*Task brief*
Return each line of the material below that contains the string "coach". Case counts.

*Input records*

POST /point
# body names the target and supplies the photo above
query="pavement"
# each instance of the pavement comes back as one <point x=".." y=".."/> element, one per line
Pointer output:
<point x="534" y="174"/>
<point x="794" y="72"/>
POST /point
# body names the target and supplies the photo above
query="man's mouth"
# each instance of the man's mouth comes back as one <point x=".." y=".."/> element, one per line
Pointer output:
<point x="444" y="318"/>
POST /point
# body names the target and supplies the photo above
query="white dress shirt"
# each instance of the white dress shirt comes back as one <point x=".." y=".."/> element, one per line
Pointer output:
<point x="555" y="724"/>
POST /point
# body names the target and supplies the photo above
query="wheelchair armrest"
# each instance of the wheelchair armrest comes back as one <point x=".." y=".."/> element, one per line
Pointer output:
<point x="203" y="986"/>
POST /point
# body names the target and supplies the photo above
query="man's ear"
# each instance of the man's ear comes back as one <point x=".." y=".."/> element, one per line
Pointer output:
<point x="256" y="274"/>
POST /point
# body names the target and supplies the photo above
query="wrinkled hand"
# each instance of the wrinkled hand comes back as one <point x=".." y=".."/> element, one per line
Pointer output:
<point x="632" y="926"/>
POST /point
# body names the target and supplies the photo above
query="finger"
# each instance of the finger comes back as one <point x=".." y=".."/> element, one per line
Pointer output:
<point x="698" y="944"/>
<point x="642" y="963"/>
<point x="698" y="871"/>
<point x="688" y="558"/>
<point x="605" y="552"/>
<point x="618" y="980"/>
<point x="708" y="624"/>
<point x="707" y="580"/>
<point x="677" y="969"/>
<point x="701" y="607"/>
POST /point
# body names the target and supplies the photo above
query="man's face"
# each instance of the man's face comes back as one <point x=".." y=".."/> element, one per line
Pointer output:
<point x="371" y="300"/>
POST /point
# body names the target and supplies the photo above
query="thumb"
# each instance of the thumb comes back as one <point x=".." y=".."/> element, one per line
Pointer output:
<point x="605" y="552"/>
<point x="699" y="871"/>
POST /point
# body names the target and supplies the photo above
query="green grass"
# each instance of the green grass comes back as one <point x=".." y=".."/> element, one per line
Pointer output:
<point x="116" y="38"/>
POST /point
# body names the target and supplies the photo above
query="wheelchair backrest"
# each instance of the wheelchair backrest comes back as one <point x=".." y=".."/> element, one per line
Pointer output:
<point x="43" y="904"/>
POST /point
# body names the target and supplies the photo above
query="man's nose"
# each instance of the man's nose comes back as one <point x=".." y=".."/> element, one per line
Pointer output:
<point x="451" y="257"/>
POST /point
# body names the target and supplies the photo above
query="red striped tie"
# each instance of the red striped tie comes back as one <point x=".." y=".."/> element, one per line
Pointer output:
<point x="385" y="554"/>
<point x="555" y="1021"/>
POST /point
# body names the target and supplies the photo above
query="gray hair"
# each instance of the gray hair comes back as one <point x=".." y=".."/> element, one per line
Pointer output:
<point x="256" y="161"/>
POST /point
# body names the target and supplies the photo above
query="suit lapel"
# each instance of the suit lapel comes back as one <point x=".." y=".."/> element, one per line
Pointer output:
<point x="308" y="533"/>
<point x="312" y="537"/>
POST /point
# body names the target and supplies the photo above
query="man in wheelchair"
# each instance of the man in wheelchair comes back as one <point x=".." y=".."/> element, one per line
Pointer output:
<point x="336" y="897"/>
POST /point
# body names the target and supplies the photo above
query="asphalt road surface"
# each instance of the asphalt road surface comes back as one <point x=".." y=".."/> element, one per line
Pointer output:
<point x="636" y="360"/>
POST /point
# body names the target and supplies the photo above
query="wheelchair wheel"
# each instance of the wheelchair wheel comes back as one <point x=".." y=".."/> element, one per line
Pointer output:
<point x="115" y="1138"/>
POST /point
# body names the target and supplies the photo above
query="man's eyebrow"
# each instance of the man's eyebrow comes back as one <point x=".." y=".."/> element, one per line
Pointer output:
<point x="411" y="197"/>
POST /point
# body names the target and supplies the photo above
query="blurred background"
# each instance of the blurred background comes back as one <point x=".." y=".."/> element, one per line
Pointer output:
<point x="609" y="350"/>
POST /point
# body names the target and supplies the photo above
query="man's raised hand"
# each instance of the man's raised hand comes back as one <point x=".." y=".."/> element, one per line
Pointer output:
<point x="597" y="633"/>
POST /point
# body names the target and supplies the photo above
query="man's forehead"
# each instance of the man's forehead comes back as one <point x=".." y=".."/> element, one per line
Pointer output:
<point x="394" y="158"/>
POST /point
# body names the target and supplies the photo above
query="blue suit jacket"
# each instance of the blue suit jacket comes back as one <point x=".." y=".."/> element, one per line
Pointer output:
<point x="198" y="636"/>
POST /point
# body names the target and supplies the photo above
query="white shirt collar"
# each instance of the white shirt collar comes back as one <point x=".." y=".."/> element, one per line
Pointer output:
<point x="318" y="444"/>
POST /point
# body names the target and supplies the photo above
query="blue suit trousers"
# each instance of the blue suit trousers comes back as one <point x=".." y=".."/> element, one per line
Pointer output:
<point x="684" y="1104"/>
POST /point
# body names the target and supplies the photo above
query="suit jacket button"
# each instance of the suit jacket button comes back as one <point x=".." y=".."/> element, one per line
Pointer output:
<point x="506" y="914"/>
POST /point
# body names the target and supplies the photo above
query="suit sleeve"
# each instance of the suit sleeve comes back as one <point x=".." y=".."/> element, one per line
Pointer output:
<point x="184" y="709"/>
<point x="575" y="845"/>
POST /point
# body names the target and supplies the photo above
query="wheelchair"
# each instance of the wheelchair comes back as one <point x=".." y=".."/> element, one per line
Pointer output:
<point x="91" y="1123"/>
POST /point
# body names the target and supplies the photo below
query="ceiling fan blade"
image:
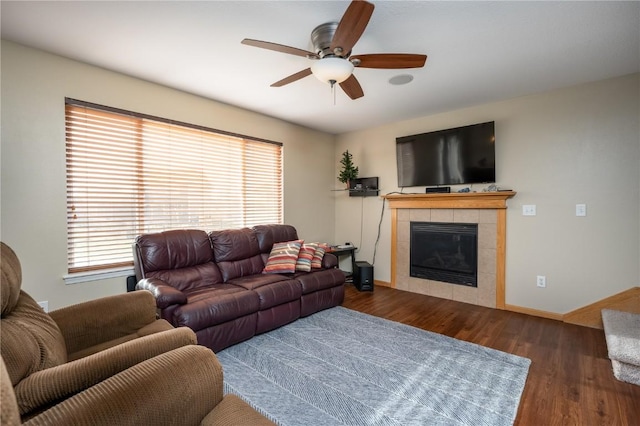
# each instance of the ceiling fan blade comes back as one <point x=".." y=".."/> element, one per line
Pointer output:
<point x="389" y="60"/>
<point x="352" y="87"/>
<point x="279" y="48"/>
<point x="293" y="77"/>
<point x="351" y="26"/>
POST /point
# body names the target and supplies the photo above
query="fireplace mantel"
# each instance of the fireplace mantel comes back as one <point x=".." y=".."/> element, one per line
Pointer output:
<point x="496" y="201"/>
<point x="460" y="200"/>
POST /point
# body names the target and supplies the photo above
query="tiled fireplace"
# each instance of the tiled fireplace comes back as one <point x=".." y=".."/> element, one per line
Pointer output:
<point x="486" y="209"/>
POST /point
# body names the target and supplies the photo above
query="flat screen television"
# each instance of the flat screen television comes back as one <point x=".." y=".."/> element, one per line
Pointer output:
<point x="463" y="155"/>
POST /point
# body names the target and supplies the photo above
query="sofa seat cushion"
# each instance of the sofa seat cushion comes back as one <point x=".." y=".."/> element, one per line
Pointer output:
<point x="215" y="305"/>
<point x="271" y="289"/>
<point x="320" y="279"/>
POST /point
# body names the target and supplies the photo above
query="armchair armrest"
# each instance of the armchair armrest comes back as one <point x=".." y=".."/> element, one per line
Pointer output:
<point x="164" y="294"/>
<point x="47" y="386"/>
<point x="97" y="321"/>
<point x="177" y="387"/>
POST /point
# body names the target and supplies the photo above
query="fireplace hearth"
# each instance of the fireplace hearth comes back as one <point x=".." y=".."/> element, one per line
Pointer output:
<point x="446" y="252"/>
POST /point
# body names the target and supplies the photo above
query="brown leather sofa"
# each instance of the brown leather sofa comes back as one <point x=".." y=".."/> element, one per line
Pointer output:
<point x="213" y="283"/>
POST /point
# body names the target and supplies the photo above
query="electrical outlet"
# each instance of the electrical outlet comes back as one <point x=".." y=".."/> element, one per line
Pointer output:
<point x="44" y="305"/>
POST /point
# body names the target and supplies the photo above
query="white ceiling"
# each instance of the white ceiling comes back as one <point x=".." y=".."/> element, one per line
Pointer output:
<point x="478" y="52"/>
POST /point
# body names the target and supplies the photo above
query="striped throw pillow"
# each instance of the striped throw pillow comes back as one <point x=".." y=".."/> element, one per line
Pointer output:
<point x="305" y="256"/>
<point x="316" y="262"/>
<point x="283" y="257"/>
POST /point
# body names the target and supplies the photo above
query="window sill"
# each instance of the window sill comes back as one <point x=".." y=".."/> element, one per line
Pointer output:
<point x="83" y="277"/>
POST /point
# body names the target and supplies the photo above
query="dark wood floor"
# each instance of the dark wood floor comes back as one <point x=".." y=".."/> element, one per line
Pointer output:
<point x="570" y="380"/>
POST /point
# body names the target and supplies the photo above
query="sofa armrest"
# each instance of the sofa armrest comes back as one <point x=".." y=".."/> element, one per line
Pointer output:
<point x="176" y="388"/>
<point x="50" y="385"/>
<point x="105" y="319"/>
<point x="329" y="261"/>
<point x="164" y="294"/>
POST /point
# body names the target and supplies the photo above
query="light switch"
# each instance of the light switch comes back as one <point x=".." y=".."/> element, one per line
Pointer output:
<point x="581" y="209"/>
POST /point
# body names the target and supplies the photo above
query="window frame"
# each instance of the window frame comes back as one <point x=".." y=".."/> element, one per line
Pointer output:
<point x="148" y="124"/>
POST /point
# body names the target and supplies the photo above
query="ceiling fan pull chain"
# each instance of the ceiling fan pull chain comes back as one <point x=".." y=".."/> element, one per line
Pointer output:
<point x="333" y="91"/>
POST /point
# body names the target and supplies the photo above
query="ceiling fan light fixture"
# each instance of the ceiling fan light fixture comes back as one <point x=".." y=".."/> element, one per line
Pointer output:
<point x="332" y="70"/>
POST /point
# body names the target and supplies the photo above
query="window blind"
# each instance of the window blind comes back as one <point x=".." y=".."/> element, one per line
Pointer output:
<point x="129" y="174"/>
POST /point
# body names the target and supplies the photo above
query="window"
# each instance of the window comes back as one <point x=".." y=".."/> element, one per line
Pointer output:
<point x="129" y="174"/>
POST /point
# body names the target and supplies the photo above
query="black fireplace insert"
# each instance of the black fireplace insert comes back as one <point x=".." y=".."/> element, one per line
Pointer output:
<point x="446" y="252"/>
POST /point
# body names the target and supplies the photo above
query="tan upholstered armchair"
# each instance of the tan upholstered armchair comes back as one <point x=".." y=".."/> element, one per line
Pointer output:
<point x="180" y="387"/>
<point x="50" y="358"/>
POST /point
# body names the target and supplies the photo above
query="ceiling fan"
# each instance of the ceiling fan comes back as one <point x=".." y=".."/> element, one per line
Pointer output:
<point x="332" y="43"/>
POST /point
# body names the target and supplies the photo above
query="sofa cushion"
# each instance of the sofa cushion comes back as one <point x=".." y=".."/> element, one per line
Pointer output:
<point x="320" y="280"/>
<point x="272" y="289"/>
<point x="181" y="258"/>
<point x="236" y="252"/>
<point x="283" y="257"/>
<point x="173" y="249"/>
<point x="189" y="278"/>
<point x="305" y="256"/>
<point x="215" y="305"/>
<point x="268" y="235"/>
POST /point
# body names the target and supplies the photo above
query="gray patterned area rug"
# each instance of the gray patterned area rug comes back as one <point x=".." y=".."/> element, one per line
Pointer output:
<point x="342" y="367"/>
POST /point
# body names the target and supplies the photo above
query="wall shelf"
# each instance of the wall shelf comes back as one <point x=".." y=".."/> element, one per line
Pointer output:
<point x="363" y="187"/>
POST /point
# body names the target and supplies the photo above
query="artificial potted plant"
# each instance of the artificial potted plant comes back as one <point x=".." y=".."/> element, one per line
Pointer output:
<point x="348" y="171"/>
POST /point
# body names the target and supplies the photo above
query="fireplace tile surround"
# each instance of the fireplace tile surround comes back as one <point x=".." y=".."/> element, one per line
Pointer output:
<point x="488" y="210"/>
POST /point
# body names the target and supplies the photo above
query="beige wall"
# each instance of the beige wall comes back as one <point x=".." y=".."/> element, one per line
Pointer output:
<point x="556" y="149"/>
<point x="33" y="211"/>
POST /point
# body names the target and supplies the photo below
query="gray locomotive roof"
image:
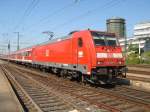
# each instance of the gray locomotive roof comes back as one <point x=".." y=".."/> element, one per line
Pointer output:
<point x="55" y="40"/>
<point x="52" y="41"/>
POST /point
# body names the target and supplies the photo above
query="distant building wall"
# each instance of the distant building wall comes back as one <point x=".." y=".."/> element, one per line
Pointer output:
<point x="117" y="25"/>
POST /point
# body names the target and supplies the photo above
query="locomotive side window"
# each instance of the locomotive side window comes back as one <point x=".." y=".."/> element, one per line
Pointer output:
<point x="98" y="39"/>
<point x="80" y="42"/>
<point x="104" y="40"/>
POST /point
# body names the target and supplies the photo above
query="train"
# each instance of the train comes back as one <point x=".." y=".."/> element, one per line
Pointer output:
<point x="87" y="55"/>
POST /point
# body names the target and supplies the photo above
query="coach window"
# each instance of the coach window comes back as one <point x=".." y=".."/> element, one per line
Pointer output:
<point x="80" y="42"/>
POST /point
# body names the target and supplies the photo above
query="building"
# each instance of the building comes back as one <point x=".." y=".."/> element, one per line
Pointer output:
<point x="140" y="37"/>
<point x="142" y="30"/>
<point x="117" y="25"/>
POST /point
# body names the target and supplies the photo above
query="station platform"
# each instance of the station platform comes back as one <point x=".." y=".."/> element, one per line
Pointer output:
<point x="8" y="99"/>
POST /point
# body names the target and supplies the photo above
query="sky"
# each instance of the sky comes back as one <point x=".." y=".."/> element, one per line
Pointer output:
<point x="32" y="17"/>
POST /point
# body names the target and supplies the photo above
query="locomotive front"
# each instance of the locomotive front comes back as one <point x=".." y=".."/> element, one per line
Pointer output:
<point x="110" y="62"/>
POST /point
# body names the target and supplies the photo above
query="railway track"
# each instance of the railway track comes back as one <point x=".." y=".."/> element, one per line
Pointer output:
<point x="36" y="97"/>
<point x="117" y="99"/>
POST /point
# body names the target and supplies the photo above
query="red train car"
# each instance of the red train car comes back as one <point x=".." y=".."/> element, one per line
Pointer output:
<point x="87" y="55"/>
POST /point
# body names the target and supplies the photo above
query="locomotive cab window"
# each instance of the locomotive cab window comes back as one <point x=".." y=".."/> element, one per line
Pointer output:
<point x="80" y="42"/>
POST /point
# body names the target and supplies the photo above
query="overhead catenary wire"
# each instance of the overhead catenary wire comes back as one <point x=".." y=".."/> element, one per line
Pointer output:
<point x="27" y="12"/>
<point x="108" y="5"/>
<point x="54" y="13"/>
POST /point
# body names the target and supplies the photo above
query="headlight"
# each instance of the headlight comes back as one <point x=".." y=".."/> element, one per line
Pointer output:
<point x="117" y="55"/>
<point x="101" y="55"/>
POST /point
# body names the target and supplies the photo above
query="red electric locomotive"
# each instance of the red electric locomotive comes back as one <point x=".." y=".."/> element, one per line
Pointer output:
<point x="86" y="55"/>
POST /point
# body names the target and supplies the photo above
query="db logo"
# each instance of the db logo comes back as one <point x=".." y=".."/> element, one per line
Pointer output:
<point x="109" y="55"/>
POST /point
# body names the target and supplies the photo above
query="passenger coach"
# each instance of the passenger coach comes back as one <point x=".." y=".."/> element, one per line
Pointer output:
<point x="85" y="55"/>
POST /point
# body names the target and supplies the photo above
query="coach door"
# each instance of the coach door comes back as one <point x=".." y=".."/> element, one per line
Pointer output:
<point x="77" y="51"/>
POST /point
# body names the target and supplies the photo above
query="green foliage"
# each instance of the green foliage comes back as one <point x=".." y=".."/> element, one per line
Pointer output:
<point x="146" y="57"/>
<point x="133" y="59"/>
<point x="133" y="48"/>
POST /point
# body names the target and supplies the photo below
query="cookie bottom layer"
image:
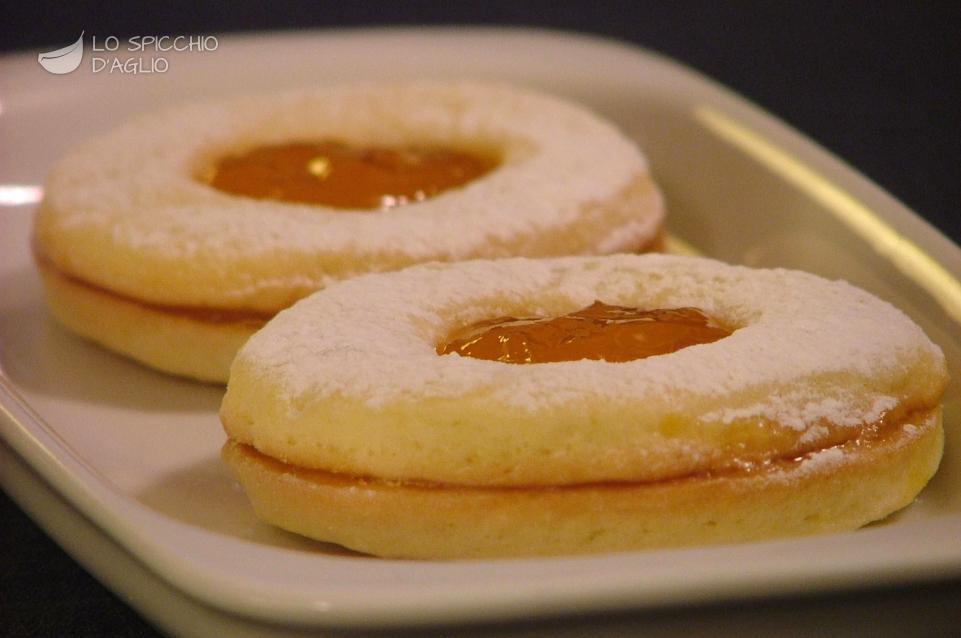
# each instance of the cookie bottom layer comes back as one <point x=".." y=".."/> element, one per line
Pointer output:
<point x="833" y="490"/>
<point x="183" y="343"/>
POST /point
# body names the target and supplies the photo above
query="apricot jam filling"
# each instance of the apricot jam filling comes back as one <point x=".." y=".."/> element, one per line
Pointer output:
<point x="335" y="174"/>
<point x="599" y="331"/>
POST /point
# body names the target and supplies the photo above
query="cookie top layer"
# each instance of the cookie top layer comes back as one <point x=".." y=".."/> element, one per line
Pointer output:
<point x="348" y="380"/>
<point x="127" y="211"/>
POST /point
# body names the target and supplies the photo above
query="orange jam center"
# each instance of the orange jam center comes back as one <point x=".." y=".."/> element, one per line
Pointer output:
<point x="600" y="331"/>
<point x="335" y="174"/>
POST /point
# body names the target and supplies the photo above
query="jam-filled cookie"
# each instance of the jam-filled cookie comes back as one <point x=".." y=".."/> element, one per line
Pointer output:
<point x="176" y="236"/>
<point x="573" y="405"/>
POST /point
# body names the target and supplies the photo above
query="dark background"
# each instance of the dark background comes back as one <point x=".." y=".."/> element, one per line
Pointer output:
<point x="877" y="83"/>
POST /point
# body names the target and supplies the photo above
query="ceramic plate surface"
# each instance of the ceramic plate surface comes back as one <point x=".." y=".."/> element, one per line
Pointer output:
<point x="136" y="453"/>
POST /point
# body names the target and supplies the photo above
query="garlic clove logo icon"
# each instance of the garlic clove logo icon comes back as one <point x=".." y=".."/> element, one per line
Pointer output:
<point x="63" y="60"/>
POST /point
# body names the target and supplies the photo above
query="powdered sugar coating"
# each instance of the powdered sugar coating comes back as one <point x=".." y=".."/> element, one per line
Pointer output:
<point x="348" y="379"/>
<point x="127" y="211"/>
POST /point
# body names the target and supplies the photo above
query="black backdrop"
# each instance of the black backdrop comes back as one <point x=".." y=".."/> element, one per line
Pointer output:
<point x="877" y="83"/>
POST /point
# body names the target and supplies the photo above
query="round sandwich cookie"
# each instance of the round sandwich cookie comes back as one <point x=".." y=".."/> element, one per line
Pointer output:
<point x="520" y="407"/>
<point x="174" y="237"/>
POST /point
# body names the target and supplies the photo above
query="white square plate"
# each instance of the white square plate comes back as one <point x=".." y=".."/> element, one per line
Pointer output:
<point x="137" y="453"/>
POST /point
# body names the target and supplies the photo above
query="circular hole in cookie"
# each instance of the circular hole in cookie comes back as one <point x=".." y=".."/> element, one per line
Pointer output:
<point x="349" y="176"/>
<point x="600" y="331"/>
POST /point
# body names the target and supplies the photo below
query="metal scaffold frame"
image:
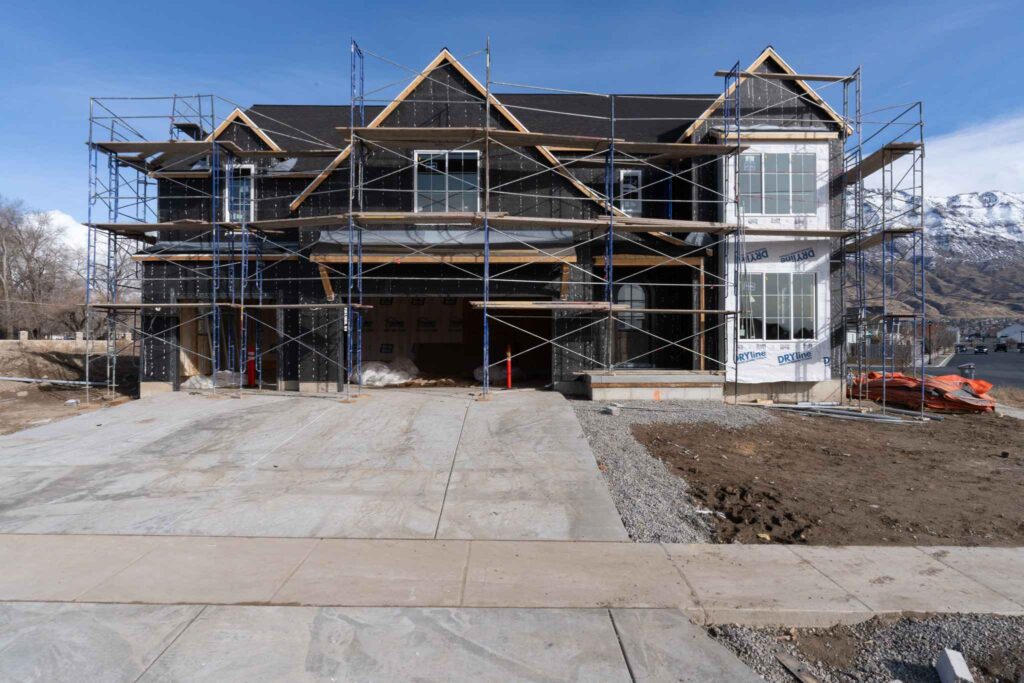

*Completed task*
query="coach window"
# each instance of the coach window comes back as one <point x=".." y=".."/> element, one per line
query="passenger coach"
# each instance of the passenger coach comes back as one <point x=".." y=".."/> element, one per line
query="coach door"
# each instance of the coach door comes back as one <point x=".." y=".."/> element, one per line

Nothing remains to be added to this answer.